# Given text
I love the Smell of Victory in the Morning


Yeah, a local issue, but it's not really is it?
.

Look what popped in my mailbox today.


THE MORNING AFTER
Sunday, May 13, 2007

Exactly 2 or 3 months ago, 3 people on a back porch in a small hilly town came up with a foolish idea. One of the largest road building firms in the world, the old Texas Highway Department, now affectionately known as TxDOT, wanted to visit our county, bearing a gift better than a shiny red bicycle on a Christmas morning. The gift was valued at $172,000,000.00, for it was 19 miles of highway; 1% of the existing roads in the county, working out to an average of $9,000,000.00 per mile.

"Bush's Brain" had just visited the nearest college campus to give an invited speech on communication skills, and a few older folks, throwbacks from the forgotten 60s, showed up to the speech, to bang trashcan lids and unfurl banners. The two parties never saw each other, but hey, it was a good excuse to take the day off and ventilate.

The intensity of getting within 300 feet of the "Brain" seemed to carry over to a new objective, that of stopping Caterpillar tractors from grading hill country folks off the hillsides, and into the clear creeks. Three became four; four became six, and six became a dozen; scruffy, dirt and gravel road folks trying to keep concrete and chain saws away, at least for a while. Teachers, business owners, retirees, families, newcomers, old timers, church goers, students. Later- goat ranchers, inspiring documentarian, journalist, "little old ladies", retired politician, graphic artists, old activists, and of course, the best of them all- treehuggers.

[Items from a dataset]
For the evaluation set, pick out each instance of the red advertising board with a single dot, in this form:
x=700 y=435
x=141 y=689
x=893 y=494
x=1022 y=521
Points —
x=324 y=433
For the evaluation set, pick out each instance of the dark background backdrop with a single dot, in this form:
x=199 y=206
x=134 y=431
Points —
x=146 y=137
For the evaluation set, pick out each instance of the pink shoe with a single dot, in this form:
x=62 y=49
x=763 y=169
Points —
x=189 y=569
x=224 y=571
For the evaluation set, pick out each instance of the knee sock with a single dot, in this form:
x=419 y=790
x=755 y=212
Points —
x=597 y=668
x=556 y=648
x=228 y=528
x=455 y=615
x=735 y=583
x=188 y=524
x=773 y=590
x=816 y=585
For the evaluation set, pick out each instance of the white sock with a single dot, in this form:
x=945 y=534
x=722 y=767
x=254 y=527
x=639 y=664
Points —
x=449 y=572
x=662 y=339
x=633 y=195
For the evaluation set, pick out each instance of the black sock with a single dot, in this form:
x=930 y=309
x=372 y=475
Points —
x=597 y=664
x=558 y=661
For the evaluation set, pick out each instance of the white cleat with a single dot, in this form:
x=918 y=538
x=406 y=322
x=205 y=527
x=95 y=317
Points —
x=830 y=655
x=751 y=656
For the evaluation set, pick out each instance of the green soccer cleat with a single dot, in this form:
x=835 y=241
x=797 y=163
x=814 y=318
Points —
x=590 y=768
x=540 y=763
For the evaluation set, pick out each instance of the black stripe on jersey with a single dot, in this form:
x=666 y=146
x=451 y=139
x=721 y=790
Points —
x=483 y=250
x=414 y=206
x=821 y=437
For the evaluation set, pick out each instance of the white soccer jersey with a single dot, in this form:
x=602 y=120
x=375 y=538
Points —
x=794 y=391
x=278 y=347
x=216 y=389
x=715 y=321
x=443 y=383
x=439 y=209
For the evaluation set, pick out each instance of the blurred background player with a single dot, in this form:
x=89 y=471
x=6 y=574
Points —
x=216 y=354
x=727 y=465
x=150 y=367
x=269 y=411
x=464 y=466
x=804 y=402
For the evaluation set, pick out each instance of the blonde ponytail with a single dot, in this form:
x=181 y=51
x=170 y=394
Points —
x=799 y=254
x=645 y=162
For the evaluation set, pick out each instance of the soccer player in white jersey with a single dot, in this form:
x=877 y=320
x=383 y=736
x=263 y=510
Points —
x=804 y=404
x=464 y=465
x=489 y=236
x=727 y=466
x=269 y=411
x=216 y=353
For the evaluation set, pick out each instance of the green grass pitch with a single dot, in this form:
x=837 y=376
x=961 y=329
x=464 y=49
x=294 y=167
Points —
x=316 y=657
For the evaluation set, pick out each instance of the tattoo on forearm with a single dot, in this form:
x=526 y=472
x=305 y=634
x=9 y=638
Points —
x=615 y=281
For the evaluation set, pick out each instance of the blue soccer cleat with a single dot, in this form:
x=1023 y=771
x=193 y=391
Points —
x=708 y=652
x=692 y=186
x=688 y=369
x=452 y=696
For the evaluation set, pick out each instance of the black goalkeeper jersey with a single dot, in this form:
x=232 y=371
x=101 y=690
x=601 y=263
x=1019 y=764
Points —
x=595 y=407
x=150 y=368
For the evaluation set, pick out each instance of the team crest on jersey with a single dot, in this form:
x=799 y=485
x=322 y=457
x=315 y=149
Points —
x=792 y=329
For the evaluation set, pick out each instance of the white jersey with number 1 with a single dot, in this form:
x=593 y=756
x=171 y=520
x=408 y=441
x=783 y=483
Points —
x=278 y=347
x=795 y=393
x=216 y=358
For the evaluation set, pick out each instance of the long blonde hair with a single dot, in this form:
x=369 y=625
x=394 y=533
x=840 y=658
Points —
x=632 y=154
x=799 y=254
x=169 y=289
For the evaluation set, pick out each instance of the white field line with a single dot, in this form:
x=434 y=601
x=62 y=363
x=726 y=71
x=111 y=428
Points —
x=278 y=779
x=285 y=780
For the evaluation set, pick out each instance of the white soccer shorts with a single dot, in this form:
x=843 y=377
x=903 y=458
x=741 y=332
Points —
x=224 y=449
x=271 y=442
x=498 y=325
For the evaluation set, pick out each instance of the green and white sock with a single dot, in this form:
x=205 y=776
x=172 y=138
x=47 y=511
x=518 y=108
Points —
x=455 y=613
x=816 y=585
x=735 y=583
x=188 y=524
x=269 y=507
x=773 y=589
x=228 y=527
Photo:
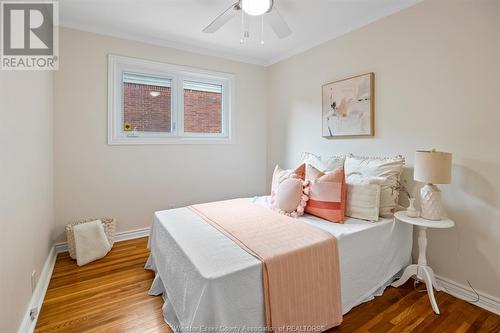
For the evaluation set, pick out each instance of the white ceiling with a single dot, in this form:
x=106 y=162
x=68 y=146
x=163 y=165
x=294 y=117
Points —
x=178 y=23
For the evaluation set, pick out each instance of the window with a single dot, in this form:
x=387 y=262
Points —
x=157 y=103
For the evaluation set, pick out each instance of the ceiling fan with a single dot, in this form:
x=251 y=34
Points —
x=252 y=8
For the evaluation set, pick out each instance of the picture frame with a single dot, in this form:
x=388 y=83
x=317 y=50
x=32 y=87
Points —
x=348 y=107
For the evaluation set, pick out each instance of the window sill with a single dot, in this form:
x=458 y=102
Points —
x=167 y=141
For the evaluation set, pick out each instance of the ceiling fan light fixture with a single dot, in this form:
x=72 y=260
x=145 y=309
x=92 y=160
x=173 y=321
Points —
x=256 y=7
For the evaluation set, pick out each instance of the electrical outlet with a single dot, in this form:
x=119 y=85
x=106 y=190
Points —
x=34 y=280
x=33 y=313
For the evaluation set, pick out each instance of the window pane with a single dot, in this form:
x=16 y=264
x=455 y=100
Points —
x=147 y=103
x=202 y=107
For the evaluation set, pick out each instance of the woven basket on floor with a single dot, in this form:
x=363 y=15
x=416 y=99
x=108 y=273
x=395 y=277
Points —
x=109 y=229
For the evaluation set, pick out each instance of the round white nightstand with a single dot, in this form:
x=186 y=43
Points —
x=421 y=270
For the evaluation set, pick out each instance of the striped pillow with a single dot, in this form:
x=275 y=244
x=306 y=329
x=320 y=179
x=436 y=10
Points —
x=327 y=196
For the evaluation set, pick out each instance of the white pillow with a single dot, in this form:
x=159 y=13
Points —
x=323 y=164
x=90 y=242
x=384 y=171
x=363 y=201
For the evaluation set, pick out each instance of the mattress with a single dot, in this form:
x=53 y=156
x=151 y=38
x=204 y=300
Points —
x=209 y=283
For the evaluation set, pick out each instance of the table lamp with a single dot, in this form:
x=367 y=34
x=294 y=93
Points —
x=432 y=167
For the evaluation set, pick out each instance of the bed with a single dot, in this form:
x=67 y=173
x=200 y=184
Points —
x=210 y=283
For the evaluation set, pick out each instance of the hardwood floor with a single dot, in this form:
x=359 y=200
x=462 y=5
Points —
x=110 y=295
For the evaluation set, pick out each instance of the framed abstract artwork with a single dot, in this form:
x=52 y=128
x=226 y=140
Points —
x=348 y=108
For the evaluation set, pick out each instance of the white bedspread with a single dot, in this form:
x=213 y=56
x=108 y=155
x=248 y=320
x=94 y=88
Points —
x=209 y=281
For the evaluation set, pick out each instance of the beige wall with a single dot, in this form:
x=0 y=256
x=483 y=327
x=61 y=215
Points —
x=437 y=70
x=26 y=198
x=131 y=182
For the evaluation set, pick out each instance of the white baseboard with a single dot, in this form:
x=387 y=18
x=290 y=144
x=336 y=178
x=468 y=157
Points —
x=28 y=325
x=458 y=290
x=120 y=236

# Things to do
(A) In the essay on the highway opposition, how much was the gift that TxDOT offered the county said to be worth?
(B) Continue the essay on the highway opposition, beginning immediately after its final sentence.

# Answers for the exercise
(A) $172,000,000.00, for 19 miles of highway.

(B)
No one endorsed this gang; not municipalities, politicians, agencies, organizations, mayors, state reps, neighborhoods, open space and parks lovers, water leaders, another similar land preserving anti-road group, newspapers. An ex-mayor, accountant, and retiring councilperson bravely put up some of the 1st yellow and black signs, and spoke fondly of our county and town. Other than that, nobody, no one, zero, nada, bye-bye.

Soon, a few others looked around, and when no one was looking, planted their own signs, and then other signs began to appear. Email was the cheapest affordable means of communicating the message- "spend money responsibly, not greedily; keep some roads now, but improve them safely later; keep the tract home companies away for the time being; preserve the precious aquifers and groundwater; and most importantly- not allowing corrupted politicians, state agencies, engineering firms, developers from telling the county citizens "what WE must do now, because this is the best, last chance."

The other side, referring to themselves as "the future-now", and piggybacking or being piggybacked by a conservation entity, started off slowly, not thinking it was going to be a fight at all. No signs, ads, articles, whatever, except an emerging sense that there really was a serious anti-concrete gang spreading the silent message: "this is a rat, a dead fish, a trick, a bad deal, and a pack of coyotes trying eat our kids".

Slick mailers, lobbyists, organized one-sided meetings, robo calls, pollsters, endorsements from "which way is the wind blowing politicos", newspapers, more lobbyists from highway concerns, ministers, maximum allowable contributors. The cost? Last heard between 50-100k, but truth be known, it will never be fully known. The tide was starting to turn against the "future 1 & 2."

The scruffy little caliche corp., aka "rage against the machine"; "we're gonna win this thang"; "the hill country battlers of '07"; "cedar insurgents" and officially Citizens for Responsible Roads- www.responsibleroads.com - raised $6,000 from fellow intense, articulate, honest , hard-working, and passionately concerned and responsible citizens. The rest was wisdom, fearlessness, relentlessness and long, hard work. Our "anti-road spokesperson", our "wealthy" retired activist, kept us cool, calm, and collectedly on task, on mission, on message. % point by % point we gained, the other side slid. "Money does not talk in Hays County, the people do".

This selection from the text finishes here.